• THE TASK
How many lines in the rows below contain the word "Find"? Reply with the number alone.

○ ○ ○ ○ ○ ○ ○

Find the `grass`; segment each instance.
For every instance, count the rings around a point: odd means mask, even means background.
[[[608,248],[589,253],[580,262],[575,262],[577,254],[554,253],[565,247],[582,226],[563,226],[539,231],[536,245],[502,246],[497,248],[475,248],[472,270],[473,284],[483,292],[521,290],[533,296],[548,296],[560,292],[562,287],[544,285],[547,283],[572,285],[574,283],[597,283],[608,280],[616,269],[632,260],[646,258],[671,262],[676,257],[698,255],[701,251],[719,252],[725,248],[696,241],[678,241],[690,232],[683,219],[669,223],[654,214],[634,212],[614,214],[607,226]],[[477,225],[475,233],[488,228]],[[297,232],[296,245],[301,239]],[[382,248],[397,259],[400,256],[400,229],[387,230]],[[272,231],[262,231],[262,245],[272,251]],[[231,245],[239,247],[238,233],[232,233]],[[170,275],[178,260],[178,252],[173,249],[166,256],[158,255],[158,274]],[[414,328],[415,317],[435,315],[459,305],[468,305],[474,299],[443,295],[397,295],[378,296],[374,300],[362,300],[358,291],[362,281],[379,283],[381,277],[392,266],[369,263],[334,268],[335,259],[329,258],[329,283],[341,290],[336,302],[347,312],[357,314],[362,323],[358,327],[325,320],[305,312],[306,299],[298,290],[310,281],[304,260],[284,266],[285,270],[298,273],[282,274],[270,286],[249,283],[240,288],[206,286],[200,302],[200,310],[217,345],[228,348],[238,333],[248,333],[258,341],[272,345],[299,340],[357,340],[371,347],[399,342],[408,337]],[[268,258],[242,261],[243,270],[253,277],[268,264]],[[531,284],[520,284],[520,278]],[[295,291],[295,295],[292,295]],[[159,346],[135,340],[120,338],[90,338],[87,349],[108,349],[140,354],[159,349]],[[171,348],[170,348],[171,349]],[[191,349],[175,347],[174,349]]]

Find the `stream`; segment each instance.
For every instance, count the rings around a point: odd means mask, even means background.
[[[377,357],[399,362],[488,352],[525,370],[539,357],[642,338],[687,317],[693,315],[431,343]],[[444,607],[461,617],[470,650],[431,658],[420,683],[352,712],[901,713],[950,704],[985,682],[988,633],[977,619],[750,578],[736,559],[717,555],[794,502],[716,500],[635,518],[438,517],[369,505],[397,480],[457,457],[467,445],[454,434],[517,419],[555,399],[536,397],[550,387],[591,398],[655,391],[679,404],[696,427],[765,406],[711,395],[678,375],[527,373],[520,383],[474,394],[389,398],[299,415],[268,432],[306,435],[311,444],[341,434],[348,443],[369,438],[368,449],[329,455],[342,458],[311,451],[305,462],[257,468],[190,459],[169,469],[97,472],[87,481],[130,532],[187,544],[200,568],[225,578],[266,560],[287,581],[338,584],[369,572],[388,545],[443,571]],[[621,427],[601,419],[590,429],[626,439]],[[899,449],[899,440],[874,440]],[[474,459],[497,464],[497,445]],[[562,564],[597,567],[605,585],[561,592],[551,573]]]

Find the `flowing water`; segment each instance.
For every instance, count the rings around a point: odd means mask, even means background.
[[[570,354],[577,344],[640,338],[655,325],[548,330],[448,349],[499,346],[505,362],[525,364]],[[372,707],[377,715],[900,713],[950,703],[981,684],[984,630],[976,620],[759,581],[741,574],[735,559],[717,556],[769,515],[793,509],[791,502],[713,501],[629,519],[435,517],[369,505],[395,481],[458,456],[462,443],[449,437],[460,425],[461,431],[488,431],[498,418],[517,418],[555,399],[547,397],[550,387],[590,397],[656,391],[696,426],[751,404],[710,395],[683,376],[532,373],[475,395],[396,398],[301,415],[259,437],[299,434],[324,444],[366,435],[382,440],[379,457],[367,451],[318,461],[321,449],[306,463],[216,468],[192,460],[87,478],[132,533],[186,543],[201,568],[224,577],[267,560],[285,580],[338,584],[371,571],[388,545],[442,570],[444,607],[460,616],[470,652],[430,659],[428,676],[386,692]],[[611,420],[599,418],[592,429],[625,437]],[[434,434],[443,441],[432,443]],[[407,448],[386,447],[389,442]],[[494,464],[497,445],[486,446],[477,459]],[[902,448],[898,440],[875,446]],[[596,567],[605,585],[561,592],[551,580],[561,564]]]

○ ○ ○ ○ ○ ○ ○

• SOLUTION
3